(A run of entries)
+===+
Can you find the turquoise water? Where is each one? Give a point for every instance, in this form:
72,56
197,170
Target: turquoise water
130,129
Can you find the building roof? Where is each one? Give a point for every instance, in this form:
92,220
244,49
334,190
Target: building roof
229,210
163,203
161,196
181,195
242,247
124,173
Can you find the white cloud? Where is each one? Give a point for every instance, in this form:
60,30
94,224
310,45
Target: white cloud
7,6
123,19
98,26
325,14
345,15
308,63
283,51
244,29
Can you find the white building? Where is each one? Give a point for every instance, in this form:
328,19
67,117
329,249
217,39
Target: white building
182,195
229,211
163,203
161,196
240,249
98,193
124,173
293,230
+===+
### [Goal]
Can you repeat the stretch from the line containing "Can you find the white building?" through the end of the entries, word for word?

### [Answer to the problem]
Can you find the white building? Where is each one? Give a point for every instance, in this form:
328,19
67,117
329,249
217,39
Target: white building
182,195
229,211
163,203
161,196
240,249
98,193
124,173
293,230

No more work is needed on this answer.